━━━ Supplied material

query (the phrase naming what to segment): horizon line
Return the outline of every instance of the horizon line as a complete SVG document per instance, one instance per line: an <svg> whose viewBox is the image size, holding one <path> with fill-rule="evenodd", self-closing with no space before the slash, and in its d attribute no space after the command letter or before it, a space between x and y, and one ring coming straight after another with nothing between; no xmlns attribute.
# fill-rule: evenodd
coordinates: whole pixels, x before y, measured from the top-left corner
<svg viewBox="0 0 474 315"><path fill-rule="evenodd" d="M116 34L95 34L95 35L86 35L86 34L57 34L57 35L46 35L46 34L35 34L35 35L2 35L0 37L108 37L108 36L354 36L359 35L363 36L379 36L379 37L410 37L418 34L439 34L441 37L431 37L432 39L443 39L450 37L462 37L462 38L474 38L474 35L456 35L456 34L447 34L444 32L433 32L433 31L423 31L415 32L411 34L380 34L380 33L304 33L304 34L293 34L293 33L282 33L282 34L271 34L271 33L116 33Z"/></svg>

━━━━━━

* [Exercise description] The lines needed are those in the data above that hold the string "horizon"; copy each of them.

* [Response box]
query (the phrase naming what to segment): horizon line
Return the outline of every instance of the horizon line as a complete SVG document per instance, one instance per line: an <svg> whose viewBox is the image size, holding one <path> with fill-rule="evenodd", self-closing with no space before the slash, and in its d attribute no space after the command letter or before it, a space between x and y, and one ring coming straight after another with nothing between; no xmlns attribute.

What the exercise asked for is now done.